== Bacaan ==
CERITA SUANGGI DI FLORES TIMUR
SUANGGI: KEPERCAYAAN PRIMITIF LAMAHOLOT YANG MEMBAWA PETAKA
Oleh: Alfons Liwun
Ceritera Suanggi dari Sinar Hading
Ketika
masih kecil, orangtua saya dan bahkan orang-orang yang ada di sekitar
saya sering menceriterakan tentang kejahatan, petaka, bahaya, kegagalan
dan penderitaan akibat satu jenis makhluk misterius, namanya suanggi atau dalam bahasa Lamaholot dialek Kawaliwu, Menaka.
Suanggi, dalam obrolan orang-orang yang ada disekitar saya, dilukiskan
dengan sosok yang berjenggot dan berambut panjang menutupi seluruh
tubuh. Sosok yang bermata merah, berkuku tangan dan kaki yang panjang
serta seluruh badannya berwarna hitam. Lukisan yang demikian, punya
warna khas yaitu selalu menakutkan, membuat orang merasa cemas, takut
dan menderita dalam hidup.
Lukisan
sosok makhluk misterius tadi, bisa saja dalam bentuk gambaran yang
lain. Namun, yang terpenting dalam semua bentuk lukisan masyarakat
Kawaliwu, mengarah pada suatu pribadi misterius yang mengakibatkan
seseorang merasa hidupnya terancam. Bahkan makhluk ini, hadir dalam
setiap hidup seseorang, kapan dan dimana saja seseorang itu berada.
Karena
lukisan yang demikian menakutkan ini, bila seseorang itu berjalan
sendiri entah pada waktu pagi, siang bolong atau pun di malam hari,
apalagi ditambah dengan jarak tempuh perjalanan yang begitu jauh dan
berkelok-kelik, seseorang selalu dihantui dengan gambaran yang pernah
didengarnya itu.

== Daftar Data ==

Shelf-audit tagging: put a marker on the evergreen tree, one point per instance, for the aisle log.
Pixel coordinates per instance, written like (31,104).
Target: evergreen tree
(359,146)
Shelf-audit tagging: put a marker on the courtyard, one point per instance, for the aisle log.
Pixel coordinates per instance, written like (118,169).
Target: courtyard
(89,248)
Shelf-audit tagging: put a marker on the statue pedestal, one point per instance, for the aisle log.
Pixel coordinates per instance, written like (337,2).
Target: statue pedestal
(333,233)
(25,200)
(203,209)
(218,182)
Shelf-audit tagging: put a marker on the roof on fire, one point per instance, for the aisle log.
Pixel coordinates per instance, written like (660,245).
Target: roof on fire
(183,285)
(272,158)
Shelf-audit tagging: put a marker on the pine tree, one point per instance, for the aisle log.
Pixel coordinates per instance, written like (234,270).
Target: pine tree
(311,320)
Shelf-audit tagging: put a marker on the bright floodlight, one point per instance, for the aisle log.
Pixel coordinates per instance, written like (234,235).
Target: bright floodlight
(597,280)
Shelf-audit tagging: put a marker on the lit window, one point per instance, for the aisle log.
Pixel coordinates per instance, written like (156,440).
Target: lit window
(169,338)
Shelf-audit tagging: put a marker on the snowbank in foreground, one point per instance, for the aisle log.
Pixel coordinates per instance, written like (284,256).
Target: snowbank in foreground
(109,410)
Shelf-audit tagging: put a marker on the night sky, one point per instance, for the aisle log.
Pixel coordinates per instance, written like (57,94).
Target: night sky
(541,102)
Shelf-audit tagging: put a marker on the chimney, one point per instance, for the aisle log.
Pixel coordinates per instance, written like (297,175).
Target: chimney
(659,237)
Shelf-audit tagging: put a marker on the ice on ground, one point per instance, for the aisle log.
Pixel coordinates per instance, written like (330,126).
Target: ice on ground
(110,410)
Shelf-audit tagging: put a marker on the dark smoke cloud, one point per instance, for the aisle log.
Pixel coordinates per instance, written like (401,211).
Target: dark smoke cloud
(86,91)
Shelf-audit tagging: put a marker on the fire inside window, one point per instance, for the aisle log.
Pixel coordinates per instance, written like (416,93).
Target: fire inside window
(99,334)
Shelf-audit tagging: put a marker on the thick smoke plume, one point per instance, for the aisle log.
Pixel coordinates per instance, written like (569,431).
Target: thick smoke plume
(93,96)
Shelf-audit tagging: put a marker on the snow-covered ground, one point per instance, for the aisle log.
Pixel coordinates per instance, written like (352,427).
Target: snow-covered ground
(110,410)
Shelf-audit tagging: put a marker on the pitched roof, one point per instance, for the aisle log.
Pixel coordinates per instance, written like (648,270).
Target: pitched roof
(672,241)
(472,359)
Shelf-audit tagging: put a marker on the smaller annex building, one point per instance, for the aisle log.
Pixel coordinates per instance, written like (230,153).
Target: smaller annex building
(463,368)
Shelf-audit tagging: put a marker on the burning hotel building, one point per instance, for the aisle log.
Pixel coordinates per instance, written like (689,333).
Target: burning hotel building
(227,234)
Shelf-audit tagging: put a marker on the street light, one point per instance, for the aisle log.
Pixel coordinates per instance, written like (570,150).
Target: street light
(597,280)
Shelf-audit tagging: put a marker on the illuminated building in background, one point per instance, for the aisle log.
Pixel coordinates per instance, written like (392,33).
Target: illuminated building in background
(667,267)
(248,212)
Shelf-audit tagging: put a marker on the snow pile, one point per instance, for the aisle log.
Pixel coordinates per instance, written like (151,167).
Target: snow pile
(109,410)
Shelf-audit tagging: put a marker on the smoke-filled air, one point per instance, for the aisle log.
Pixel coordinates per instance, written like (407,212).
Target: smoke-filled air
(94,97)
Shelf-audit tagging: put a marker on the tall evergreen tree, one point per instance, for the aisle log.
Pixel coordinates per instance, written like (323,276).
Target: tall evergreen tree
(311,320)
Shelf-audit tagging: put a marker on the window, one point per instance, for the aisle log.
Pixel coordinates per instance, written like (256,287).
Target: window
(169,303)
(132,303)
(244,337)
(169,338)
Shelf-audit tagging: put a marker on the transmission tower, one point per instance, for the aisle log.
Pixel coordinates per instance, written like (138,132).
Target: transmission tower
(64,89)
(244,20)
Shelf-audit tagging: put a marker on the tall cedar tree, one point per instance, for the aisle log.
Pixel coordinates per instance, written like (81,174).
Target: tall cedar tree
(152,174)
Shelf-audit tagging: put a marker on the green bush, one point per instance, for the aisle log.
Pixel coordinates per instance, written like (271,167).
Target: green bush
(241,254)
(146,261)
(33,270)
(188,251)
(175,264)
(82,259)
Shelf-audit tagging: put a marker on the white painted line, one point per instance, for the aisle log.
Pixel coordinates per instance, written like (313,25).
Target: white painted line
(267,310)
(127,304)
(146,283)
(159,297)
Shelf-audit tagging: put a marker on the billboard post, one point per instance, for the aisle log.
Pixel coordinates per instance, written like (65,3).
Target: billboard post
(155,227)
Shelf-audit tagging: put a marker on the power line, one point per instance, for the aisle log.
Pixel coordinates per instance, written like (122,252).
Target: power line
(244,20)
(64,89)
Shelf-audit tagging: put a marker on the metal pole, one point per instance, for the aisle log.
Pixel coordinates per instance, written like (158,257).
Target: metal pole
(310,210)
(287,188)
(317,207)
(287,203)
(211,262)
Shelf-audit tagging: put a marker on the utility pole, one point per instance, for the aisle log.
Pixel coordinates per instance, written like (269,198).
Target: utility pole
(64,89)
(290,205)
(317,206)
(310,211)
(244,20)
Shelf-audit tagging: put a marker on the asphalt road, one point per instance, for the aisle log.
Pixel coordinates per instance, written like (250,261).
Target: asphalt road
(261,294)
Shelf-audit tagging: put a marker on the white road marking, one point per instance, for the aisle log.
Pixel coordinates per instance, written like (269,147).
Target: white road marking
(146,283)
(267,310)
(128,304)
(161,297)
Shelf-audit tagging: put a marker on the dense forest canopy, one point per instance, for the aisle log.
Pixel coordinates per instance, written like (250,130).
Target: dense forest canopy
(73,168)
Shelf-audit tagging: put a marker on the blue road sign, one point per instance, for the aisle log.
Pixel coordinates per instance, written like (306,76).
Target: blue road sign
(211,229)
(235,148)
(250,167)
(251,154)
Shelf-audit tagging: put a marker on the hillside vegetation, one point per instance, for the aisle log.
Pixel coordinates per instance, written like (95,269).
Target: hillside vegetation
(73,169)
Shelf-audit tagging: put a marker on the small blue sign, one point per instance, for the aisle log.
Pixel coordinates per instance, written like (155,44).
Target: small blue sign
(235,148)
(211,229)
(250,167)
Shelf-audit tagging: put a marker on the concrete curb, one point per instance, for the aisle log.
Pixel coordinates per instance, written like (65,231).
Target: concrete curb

== Petunjuk Tugas ==
#1 Tulis kembali bacaan tentang suanggi mulai dari "CERITA SUANGGI DI" sampai dengan "dialek Kawaliwu, Menaka.", lalu ubah "kejahatan" menjadi "keburukan".
#2 Menurut bacaan tentang suanggi, apa sebutan suanggi dalam bahasa Lamaholot dialek Kawaliwu?
Daftar ini berasal dari sumber lain.

== Kunci Jawaban ==
#1
CERITA SUANGGI DI FLORES TIMUR
SUANGGI: KEPERCAYAAN PRIMITIF LAMAHOLOT YANG MEMBAWA PETAKA
Oleh: Alfons Liwun
Ceritera Suanggi dari Sinar Hading
Ketika
masih kecil, orangtua saya dan bahkan orang-orang yang ada di sekitar
saya sering menceriterakan tentang keburukan, petaka, bahaya, kegagalan
dan penderitaan akibat satu jenis makhluk misterius, namanya suanggi atau dalam bahasa Lamaholot dialek Kawaliwu, Menaka.

#2 Menaka.